*** RECORDS SHOWN ***

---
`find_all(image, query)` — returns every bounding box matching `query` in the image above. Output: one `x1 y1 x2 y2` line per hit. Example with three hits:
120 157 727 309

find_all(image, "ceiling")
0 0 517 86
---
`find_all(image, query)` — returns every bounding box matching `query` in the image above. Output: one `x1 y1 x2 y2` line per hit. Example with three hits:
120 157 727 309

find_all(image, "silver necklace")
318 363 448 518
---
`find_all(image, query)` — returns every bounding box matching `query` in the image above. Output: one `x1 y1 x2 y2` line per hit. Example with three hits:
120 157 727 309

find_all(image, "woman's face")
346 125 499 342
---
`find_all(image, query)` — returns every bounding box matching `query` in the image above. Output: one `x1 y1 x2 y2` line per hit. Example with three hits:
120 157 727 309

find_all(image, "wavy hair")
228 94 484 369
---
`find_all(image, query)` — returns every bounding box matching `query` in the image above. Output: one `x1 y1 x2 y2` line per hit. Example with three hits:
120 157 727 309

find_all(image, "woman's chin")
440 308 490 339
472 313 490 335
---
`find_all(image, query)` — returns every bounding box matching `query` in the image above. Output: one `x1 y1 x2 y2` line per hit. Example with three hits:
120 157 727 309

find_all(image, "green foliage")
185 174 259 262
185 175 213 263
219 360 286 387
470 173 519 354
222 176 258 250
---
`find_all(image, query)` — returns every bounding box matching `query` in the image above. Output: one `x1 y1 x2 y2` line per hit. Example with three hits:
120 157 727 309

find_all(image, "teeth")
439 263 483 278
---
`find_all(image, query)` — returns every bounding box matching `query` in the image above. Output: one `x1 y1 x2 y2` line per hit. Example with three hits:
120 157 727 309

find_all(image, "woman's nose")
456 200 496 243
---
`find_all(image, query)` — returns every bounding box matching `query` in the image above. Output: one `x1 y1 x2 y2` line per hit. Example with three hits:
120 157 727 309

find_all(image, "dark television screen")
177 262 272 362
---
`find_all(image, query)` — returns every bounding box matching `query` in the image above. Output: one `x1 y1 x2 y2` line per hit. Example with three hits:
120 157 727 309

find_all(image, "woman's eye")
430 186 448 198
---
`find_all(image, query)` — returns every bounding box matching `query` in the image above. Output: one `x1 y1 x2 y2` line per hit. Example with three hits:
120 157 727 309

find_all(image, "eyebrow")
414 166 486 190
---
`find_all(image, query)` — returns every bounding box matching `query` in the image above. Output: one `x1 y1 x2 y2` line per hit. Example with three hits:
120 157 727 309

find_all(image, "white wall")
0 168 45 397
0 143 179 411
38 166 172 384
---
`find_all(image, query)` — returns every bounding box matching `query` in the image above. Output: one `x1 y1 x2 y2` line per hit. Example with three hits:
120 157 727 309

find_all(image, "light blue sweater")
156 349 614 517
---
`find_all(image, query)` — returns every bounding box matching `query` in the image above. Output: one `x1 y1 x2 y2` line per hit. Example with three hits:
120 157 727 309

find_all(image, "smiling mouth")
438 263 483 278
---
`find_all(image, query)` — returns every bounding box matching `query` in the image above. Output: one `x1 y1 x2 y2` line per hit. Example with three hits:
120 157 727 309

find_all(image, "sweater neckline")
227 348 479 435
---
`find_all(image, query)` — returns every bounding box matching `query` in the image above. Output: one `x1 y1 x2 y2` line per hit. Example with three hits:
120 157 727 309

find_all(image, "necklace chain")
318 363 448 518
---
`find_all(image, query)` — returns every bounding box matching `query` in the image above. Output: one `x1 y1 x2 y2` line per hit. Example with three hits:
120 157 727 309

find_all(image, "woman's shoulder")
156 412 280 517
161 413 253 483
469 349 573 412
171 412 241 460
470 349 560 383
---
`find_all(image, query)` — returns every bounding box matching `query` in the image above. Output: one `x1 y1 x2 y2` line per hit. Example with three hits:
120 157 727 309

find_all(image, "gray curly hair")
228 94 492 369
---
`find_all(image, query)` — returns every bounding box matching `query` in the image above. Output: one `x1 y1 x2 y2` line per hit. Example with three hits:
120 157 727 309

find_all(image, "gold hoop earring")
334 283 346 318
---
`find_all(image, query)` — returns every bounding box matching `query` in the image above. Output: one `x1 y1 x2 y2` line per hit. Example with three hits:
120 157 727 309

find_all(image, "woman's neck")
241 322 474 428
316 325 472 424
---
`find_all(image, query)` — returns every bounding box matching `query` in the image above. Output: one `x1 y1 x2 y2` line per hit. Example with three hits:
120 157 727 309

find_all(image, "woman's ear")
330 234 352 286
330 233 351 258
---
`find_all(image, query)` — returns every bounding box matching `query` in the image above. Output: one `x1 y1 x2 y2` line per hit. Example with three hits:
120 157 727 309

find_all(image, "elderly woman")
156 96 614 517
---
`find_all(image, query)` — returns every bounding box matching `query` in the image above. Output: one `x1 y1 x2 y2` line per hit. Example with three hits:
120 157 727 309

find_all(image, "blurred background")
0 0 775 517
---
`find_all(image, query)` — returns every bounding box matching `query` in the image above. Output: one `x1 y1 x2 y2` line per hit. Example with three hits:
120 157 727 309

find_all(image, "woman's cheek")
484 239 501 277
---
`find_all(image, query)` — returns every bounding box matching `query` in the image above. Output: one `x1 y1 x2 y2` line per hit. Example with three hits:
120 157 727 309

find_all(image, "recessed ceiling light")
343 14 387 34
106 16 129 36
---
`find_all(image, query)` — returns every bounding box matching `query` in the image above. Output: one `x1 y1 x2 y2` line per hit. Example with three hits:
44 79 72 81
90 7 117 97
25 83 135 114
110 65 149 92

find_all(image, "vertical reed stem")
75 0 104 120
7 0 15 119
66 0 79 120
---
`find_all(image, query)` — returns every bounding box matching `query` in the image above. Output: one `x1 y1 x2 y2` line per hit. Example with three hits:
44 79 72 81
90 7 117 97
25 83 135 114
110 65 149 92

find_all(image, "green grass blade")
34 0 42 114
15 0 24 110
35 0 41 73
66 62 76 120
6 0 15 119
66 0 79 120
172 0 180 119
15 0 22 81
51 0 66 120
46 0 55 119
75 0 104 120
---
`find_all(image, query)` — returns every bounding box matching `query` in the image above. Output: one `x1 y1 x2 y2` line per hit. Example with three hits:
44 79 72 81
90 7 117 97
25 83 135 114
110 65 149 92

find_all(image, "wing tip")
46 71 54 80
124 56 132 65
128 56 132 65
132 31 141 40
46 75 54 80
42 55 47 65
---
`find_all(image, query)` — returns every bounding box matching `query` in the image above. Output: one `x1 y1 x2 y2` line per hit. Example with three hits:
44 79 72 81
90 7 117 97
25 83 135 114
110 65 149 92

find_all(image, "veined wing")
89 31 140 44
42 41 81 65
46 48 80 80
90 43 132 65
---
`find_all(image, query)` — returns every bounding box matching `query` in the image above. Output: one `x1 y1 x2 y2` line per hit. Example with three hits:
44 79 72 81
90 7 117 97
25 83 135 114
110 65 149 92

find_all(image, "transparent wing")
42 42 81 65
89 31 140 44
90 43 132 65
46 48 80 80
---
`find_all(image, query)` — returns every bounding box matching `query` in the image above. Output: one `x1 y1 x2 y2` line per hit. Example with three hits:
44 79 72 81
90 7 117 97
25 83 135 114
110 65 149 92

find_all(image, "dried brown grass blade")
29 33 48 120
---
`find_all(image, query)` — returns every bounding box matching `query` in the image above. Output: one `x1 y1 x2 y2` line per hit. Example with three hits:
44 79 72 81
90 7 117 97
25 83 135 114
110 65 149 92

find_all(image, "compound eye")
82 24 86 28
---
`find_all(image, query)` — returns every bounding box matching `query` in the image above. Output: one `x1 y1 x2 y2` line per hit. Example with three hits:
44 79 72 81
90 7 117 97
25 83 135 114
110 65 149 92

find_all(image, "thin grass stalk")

*** End of RECORDS SHOWN ***

* _DESCRIPTION OF THE TASK_:
Each line of the data is to be transcribed exactly, with nothing left out.

* _OUTPUT OF THE EXERCISE_:
---
`find_all(image, query)` — returns every bounding box matching `query` in the image above. Output: one `x1 y1 x2 y2` line per hit. Example with three hits:
120 157 727 309

find_all(image, "ceiling")
0 0 517 86
---
`find_all(image, query)` — returns every bounding box matching `query` in the image above. Output: one `x1 y1 x2 y2` line per hit. Example with three hits:
120 157 727 309

find_all(image, "silver necklace")
318 363 448 518
---
`find_all(image, query)` — returns every bounding box matching `query` in the image above. Output: one `x1 y1 x2 y2` line per hit. Example with three hits:
120 157 727 309

find_all(image, "woman's face")
346 125 499 342
---
`find_all(image, query)` — returns every bounding box matching `query` in the image above. Output: one `x1 y1 x2 y2` line per hit. Example with three hits:
120 157 727 309

find_all(image, "wavy hair")
228 94 484 369
---
`find_all(image, query)` — returns every bounding box matching `query` in the image above. Output: one `x1 y1 x2 y2` line per hit. Example with three hits:
120 157 727 309

find_all(image, "woman's chin")
440 308 490 339
472 313 490 335
---
`find_all(image, query)` — returns every bounding box matching `query` in the image above. Output: one `x1 y1 x2 y2` line per hit. Example with three hits:
120 157 727 309

find_all(image, "green foliage")
185 174 259 262
185 175 213 263
219 360 286 387
470 173 519 354
222 176 258 250
---
`find_all(image, query)` — returns every bounding box matching `query` in the image above. Output: one `x1 y1 x2 y2` line per hit. Example with three hits:
120 157 727 309

find_all(image, "teeth")
439 263 483 278
---
`find_all(image, query)` — returns every bounding box matching `query` in the image above. Output: one `x1 y1 x2 y2` line per hit. Example with three hits:
120 157 727 309

find_all(image, "woman's nose")
456 200 496 243
---
`find_all(image, query)` — returns every bounding box matching `query` in the image above. Output: one `x1 y1 x2 y2` line per hit. Example with three hits:
120 157 727 309

find_all(image, "dark television screen")
177 262 272 362
---
`find_all(image, query)` — returns every bounding box matching `query` in the image above. Output: one `x1 y1 x2 y2` line per hit. Example with three hits:
120 157 727 309

find_all(image, "woman's eye")
430 186 448 198
---
`find_all(image, query)` — returns every bounding box matching `query` in the image above. Output: one `x1 y1 x2 y2` line per hit. Example with three hits:
120 157 727 309

find_all(image, "eyebrow")
414 166 486 190
---
`find_all(image, query)` — returns every bounding box matching `query` in the image above. Output: one `x1 y1 x2 y2` line per hit. Example with three hits:
120 157 727 309

find_all(image, "white wall")
0 168 45 397
0 143 179 411
38 166 172 384
---
`find_all(image, query)` — returns every bounding box matching `query` in the image above. Output: one `x1 y1 x2 y2` line per hit. Example with three hits:
120 157 727 309

find_all(image, "light blue sweater")
156 349 614 517
---
`find_all(image, query)` — returns every bounding box matching `query` in the image above. Output: one `x1 y1 x2 y2` line per hit. Example with three hits:
120 157 727 309

find_all(image, "smiling mouth")
438 263 483 278
---
`find_all(image, query)` — returns every bounding box matching `query` in the image above. Output: one `x1 y1 x2 y2` line per hit. Example with three hits:
120 157 727 309

find_all(image, "sweater neckline")
227 348 479 435
---
`find_all(image, query)` — returns every bounding box matching `query` in the image above. Output: one `x1 y1 x2 y2` line per hit. Example with three hits:
120 157 727 309

find_all(image, "necklace chain")
318 363 448 518
---
`find_all(image, query)` — returns every bounding box matching `query` in the image above. Output: one `x1 y1 x2 y2` line per hit. Example with three hits:
120 157 727 309

find_all(image, "woman's shoulder")
156 412 280 517
161 413 253 483
469 349 573 412
171 412 241 460
470 349 560 383
---
`find_all(image, query)` — returns every bounding box matching `query` in the image above. Output: one `x1 y1 x2 y2` line per hit. Example with three hits:
120 157 727 309

find_all(image, "gray curly hair")
228 94 492 369
---
`find_all(image, query)` — returns every bounding box matching `query` in the image above. Output: one `x1 y1 x2 y2` line per hit. Example with three hits:
120 157 727 309

find_all(image, "gold hoop earring")
334 283 346 318
---
`find_all(image, query)` — returns every bounding box matching `query` in the image above. Output: one `x1 y1 x2 y2` line per hit. Example with three hits:
120 157 727 309

find_all(image, "woman's neck")
241 322 474 428
316 325 472 424
---
`find_all(image, query)` — returns every bounding box matching `query` in the image above. Output: one `x1 y1 x2 y2` line per hit. Example with three hits:
120 157 727 309

find_all(image, "woman's ear")
330 234 352 286
330 233 351 258
---
`find_all(image, query)` — returns every bounding box matching `query` in the image above. Output: one `x1 y1 x2 y2` line per hit. Example with three hits:
120 157 727 309

find_all(image, "elderly woman")
156 96 614 517
---
`find_all(image, query)` — returns every bounding box matching `query` in the image above. Output: one `x1 y1 x2 y2` line per hit. Example with three hits:
120 157 727 309

find_all(image, "blurred background")
0 0 775 517
---
`find_all(image, query)` — returns every bounding box matching `query` in the image above. Output: one `x1 y1 x2 y2` line per hit. Example with three hits:
120 157 727 309

find_all(image, "woman's cheek")
484 239 501 277
---
`find_all(image, query)` — returns every bounding box matching `query` in the image above. Output: one `x1 y1 x2 y2` line per hit. Example with three hits:
120 157 727 309

find_all(image, "recessed ceiling light")
343 14 387 34
106 16 129 36
---
`find_all(image, query)` — returns every bounding box matching `query` in the image above. Output: one `x1 y1 x2 y2` line per hit. Example with three hits:
44 79 72 81
90 7 117 97
25 83 135 114
110 65 149 92

find_all(image, "vertical reed stem")
75 0 104 120
7 0 15 119
66 0 79 120
---
`find_all(image, query)` — returns every bounding box matching `query` in the image above. Output: one `x1 y1 x2 y2` line per hit. Example with three hits:
44 79 72 81
90 7 117 97
25 83 135 114
110 65 149 92

find_all(image, "green grass blade")
34 0 42 114
15 0 24 110
35 0 41 73
66 62 76 120
6 0 15 119
66 0 79 120
172 0 180 119
15 0 22 81
51 0 66 120
46 0 55 119
75 0 104 120
---
`find_all(image, query)` — returns every bounding box matching `query` in the image above. Output: one `x1 y1 x2 y2` line per hit. Example with three hits:
44 79 72 81
90 7 117 97
25 83 135 114
110 65 149 92

find_all(image, "wing tip")
46 71 54 80
124 56 132 65
128 56 132 65
132 31 141 40
46 75 54 80
42 55 47 65
---
`find_all(image, query)` — returns every bounding box matching `query` in the image above. Output: one `x1 y1 x2 y2` line per hit. Example with three hits:
44 79 72 81
90 7 117 97
25 83 135 114
110 65 149 92

find_all(image, "veined wing")
89 31 140 44
42 41 81 65
46 48 80 80
90 43 132 65
---
`find_all(image, query)` — returns every bounding box matching `query` in the image above. Output: one `x1 y1 x2 y2` line per hit. Example with three hits:
44 79 72 81
90 7 117 97
25 83 135 114
110 65 149 92

find_all(image, "transparent wing")
42 42 81 65
89 31 140 44
90 43 132 65
46 48 80 80
---
`find_all(image, query)` — returns every bounding box matching `query` in the image above. Output: one `x1 y1 x2 y2` line per hit. Example with three hits:
44 79 72 81
90 7 117 97
25 83 135 114
110 65 149 92

find_all(image, "dried brown grass blade")
29 33 48 120
---
`find_all(image, query)` — returns every bounding box matching `query` in the image above. Output: one `x1 y1 x2 y2` line per hit. Example with three hits:
44 79 72 81
90 7 117 97
25 83 135 114
110 65 149 92

find_all(image, "compound eye")
82 24 86 28
---
`find_all(image, query)` — returns every bounding box matching `query` in the image above. Output: one `x1 y1 x2 y2` line per hit. Example with three hits:
44 79 72 81
90 7 117 97
25 83 135 114
110 65 149 92

find_all(image, "thin grass stalk")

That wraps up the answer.